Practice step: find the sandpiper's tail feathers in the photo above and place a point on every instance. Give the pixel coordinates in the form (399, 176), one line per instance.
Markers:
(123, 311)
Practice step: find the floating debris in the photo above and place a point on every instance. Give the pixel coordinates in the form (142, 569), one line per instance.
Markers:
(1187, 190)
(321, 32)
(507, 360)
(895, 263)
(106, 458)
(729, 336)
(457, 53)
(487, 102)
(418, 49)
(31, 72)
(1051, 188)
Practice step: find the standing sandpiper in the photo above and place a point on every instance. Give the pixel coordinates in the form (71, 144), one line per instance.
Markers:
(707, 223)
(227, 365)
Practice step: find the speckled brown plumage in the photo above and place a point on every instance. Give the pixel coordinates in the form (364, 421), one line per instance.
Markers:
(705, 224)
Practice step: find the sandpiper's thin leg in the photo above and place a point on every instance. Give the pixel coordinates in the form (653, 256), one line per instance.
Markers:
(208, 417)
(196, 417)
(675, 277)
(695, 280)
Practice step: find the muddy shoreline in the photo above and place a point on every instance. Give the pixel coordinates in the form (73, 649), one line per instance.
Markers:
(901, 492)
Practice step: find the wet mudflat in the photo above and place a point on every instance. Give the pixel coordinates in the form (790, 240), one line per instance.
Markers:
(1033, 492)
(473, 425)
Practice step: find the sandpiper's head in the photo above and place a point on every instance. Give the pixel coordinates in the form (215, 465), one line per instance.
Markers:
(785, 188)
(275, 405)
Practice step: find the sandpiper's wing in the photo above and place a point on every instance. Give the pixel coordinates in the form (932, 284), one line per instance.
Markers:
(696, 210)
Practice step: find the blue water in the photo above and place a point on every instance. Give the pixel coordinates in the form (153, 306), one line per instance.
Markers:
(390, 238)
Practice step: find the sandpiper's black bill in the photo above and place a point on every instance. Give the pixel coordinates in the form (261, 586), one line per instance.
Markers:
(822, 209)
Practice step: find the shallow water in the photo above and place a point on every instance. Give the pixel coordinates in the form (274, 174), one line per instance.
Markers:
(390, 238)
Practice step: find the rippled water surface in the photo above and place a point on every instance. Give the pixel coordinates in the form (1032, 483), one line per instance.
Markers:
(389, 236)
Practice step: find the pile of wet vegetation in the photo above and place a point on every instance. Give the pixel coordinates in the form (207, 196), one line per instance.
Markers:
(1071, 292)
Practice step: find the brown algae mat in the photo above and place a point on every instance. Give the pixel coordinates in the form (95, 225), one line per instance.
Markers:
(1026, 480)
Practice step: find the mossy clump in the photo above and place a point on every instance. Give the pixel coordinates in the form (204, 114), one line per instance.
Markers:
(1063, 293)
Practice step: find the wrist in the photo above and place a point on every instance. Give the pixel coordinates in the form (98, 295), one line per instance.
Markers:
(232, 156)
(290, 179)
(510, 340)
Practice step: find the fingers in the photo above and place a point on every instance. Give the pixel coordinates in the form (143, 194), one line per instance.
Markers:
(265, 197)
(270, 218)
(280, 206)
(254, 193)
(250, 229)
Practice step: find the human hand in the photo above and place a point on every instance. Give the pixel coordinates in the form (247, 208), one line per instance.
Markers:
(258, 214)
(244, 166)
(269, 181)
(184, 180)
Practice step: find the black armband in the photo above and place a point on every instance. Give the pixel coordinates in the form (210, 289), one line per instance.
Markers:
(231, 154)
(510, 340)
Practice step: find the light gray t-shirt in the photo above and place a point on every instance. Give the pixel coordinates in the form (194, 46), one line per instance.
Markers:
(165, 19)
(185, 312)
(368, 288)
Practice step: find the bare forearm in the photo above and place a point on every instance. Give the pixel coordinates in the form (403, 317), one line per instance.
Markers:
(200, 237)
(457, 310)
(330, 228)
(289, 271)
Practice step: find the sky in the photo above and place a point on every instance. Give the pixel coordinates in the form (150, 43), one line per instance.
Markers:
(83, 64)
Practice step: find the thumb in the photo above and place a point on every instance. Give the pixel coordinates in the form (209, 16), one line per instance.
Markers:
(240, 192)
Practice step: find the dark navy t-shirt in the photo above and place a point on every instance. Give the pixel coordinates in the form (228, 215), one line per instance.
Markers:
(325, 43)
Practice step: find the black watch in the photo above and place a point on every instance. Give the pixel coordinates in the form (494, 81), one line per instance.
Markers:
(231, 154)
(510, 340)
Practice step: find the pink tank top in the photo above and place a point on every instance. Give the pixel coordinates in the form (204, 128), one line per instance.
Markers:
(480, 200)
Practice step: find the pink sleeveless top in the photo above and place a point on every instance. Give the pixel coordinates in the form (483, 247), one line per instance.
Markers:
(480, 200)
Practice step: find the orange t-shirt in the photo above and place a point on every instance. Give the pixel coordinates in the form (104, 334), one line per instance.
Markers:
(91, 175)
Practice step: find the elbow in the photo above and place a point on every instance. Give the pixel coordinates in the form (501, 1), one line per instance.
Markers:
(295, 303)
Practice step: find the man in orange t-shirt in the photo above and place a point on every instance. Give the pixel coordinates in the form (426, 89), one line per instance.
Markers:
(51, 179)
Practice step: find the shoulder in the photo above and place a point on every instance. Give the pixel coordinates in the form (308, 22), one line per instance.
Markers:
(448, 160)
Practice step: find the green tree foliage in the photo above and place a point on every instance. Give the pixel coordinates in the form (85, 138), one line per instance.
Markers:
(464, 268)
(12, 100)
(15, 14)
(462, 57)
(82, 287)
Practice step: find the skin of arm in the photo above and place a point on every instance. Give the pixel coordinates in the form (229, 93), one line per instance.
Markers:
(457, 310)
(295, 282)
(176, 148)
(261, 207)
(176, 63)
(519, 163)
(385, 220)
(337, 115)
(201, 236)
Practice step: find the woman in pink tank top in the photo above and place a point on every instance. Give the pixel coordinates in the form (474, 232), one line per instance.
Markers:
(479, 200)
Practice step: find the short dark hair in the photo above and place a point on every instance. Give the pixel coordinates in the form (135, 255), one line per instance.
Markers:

**Your assignment**
Extract the complete data, matching each line exactly.

**Expected output**
Practice step: find the sandpiper's tail feathers in the photo above and place a point on every instance. Give the pixel coordinates in the form (399, 176), one line per instance.
Markers:
(123, 311)
Practice step: find the floating debris in the photo above and place a point on every instance. Give the pixel coordinates in the form (142, 569), one line per instance.
Markers:
(1187, 190)
(321, 32)
(507, 360)
(895, 263)
(106, 458)
(729, 336)
(457, 53)
(487, 102)
(418, 49)
(31, 72)
(1051, 188)
Practice step: find the standing sandpiper in the photo above and place a point on every instance. Give the pixel coordinates in the form (71, 144), one line per instance.
Markers:
(707, 223)
(227, 365)
Practice step: find the speckled brown plumage in the photo above and place a point on every instance. Give the pixel coordinates in the form (364, 421), one line per instance.
Markers:
(705, 224)
Practice step: find the sandpiper's thin leg in the photo above and place a point on every instance. Give the pixel coordinates in the form (653, 256), one line per instance.
Markers:
(208, 417)
(196, 417)
(675, 277)
(695, 280)
Practice step: find the muddy shoreline in the photo above and place a point on every instance. Give the pixel coordinates in the form (73, 649), one line per instance.
Markers:
(901, 492)
Practice step: find the wet mudflat in the photo above and place a point on every instance. Give the pixel coordinates in the form (790, 240), one line per instance.
Markers:
(1033, 492)
(473, 425)
Practice step: find the sandpiper's head in the photo above and place a point on every instance. Give the pixel coordinates in the form (215, 465), one line per instance.
Markers:
(785, 188)
(275, 405)
Practice step: find the sandpiper's wing in the photo above and place a point on every instance. Give the pixel coordinates in the form (932, 284), one line per instance.
Markers:
(696, 210)
Practice step: find the blue water in the photo above and place a point on every instance. Give the pixel coordinates in the form (153, 306), one line per instance.
Markers:
(390, 238)
Practice step: find the sandpiper's black bill in the photo above and place a point on every instance. Give the pixel coordinates in the form (261, 586), one line per instance.
Markers:
(822, 209)
Practice step: find the shallow water in the photo above and place a point on every instance. Give the pixel coordinates in the form (274, 174), one line per instance.
Markers:
(390, 238)
Practice step: find the rippled water surface in the photo above and place a point on every instance. Give the pixel coordinates in the form (1032, 483), one line per instance.
Markers:
(389, 236)
Practice step: find the pile of wet vegetation in the photo above and place a point on every instance. Give the pixel coordinates in the form (207, 196), one line per instance.
Markers:
(1071, 292)
Practice step: find the brown algae mat in the photo above and place a point on every instance. Give the pixel coordinates in the form (95, 225), one line per instance.
Markers:
(1026, 480)
Practice step: find the mossy clump in the photo above and place a point on every instance. Give the pixel coordinates in the form (204, 114), one line per instance.
Markers:
(1063, 293)
Practice step: find the wrist in the photo above and place a point on every instance. Give the pixel coordinates in the form (98, 295), one line per instance.
Markers:
(232, 156)
(290, 179)
(510, 340)
Practice step: find the fingers in the photo above and place a point on every instance. Give the pixel coordinates in the form (143, 194), one line per instance.
Markers:
(265, 197)
(270, 218)
(280, 206)
(254, 193)
(250, 229)
Practice step: find the human hand in the photo above and place a point on every instance. Give the pixel coordinates in the form (247, 208), one line per instance.
Markers:
(258, 214)
(244, 166)
(269, 181)
(184, 180)
Practice step: find the black armband in the photo above and place a point on every instance. Give the pixel coordinates in the form (210, 289), one line per instance.
Markers:
(231, 154)
(510, 340)
Practice step: find the light gray t-shirt in the photo above and place a point on every instance. Give the pixel coordinates in the form (194, 46), one line per instance.
Markers:
(165, 19)
(185, 312)
(368, 288)
Practice step: find the bare forearm in the photo above and place a point on every instance. Give the pixel coordinates in the form (403, 317), one line per instance.
Markers:
(200, 237)
(457, 310)
(330, 228)
(289, 271)
Practice step: find the sky in the photo above and place a point on every instance. Give the pixel coordinates in the form (150, 43), one line per instance.
Markers:
(83, 64)
Practice step: find the thumb in the photo above and place a point on every instance. Give the pixel coordinates in the form (209, 16), one line per instance.
Markers:
(240, 192)
Practice step: find the dark navy t-shirt in the photo above and place a point on every instance. Give the pixel coordinates in the form (228, 215), one line per instance.
Markers:
(325, 43)
Practice step: find the black watch in the photo above and place a point on every instance. Give the pixel coordinates in the form (494, 81), one line per instance.
Markers:
(231, 154)
(510, 340)
Practice step: find the pink tank top in the photo above and place a point on every instance. Give the pixel coordinates in the form (204, 128), one line per instance.
Markers:
(480, 200)
Practice step: find the pink sleeveless top in the photo above and place a point on every instance. Give the pixel coordinates in the form (483, 247), one line per instance.
Markers:
(480, 200)
Practice step: find the orange t-shirt in the photo above and place a point on every instance. Give the pixel coordinates in the form (104, 334), one line per instance.
Markers:
(91, 175)
Practice step: find the elbow in the photo above and place a point on every instance. Give the pixel coordinates in the form (501, 1), one line per instance.
Markers:
(295, 303)
Practice step: find the man in orange t-shirt in the photo above and place a point on every instance. Give the pixel coordinates in the form (426, 89), one line per instance.
Markers:
(51, 179)
Practice step: find the shoulder in the photo above and place a point on every instance. Give the pixel coordinates in the form (308, 22), one line per instance.
Markers:
(448, 160)
Practice step: find the green tree foliage in the photo above and place a point on every instance. Give the pixel coordinates in the form (85, 138), one line per instance.
Markers:
(464, 268)
(12, 100)
(15, 14)
(462, 57)
(82, 287)
Practice step: find the skin of arm in the photo above and place a point on every instance. Give the pixel coordinates in the form (229, 93), one line per instance.
Markers:
(457, 310)
(295, 282)
(176, 148)
(261, 207)
(176, 63)
(519, 163)
(385, 220)
(337, 115)
(201, 236)
Practice step: find the woman in pink tank top in the photo above and place a point on every instance. Give the pixel coordinates in the form (474, 232), one line per instance.
Markers:
(479, 200)
Practice step: find the short dark hair in the photo above and place a point on every instance. Give the pixel coordinates in the form (135, 255), one line per instance.
Markers:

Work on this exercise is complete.